Copy the stretch from the start of the items through the line containing "[(296, 226)]", both included, character for character. Leave the pictures out of your copy.

*** DATA EXTRACT

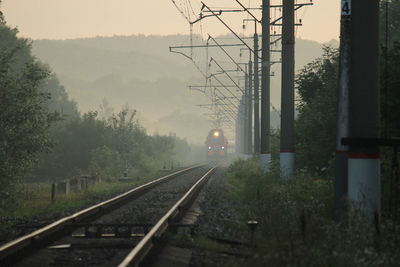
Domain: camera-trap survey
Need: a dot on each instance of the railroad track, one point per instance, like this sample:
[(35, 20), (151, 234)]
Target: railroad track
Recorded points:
[(118, 232)]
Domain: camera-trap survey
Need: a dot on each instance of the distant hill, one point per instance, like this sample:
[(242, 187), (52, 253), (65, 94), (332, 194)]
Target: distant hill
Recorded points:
[(140, 71)]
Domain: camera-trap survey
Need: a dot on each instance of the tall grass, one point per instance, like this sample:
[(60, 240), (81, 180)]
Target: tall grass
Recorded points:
[(296, 226)]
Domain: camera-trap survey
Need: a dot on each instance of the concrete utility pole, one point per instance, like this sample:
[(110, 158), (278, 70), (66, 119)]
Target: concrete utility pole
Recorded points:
[(287, 154), (265, 156), (246, 116), (364, 169), (256, 97), (343, 111), (250, 107)]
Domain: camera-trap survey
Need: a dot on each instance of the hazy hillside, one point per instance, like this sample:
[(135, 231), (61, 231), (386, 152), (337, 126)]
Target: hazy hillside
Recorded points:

******

EXPECTED ANSWER:
Domain: camera-trap survey
Need: a dot on each instance of the railroad track, one point per instance, like this sample:
[(35, 20), (151, 234)]
Target: railroad track
Recorded points:
[(118, 232)]
Domain: camera-trap survey
Need: a dot on each instance of the distant hill, one point per instance, like this sample:
[(242, 187), (52, 253), (65, 94), (332, 194)]
Target: distant hill
Recorded points:
[(140, 71)]
Domain: camera-trap survey
Need: a dot on each instance of the tall grass, one point per instance, like this sample:
[(60, 240), (81, 180)]
Target: tall grass
Recorded points:
[(296, 226)]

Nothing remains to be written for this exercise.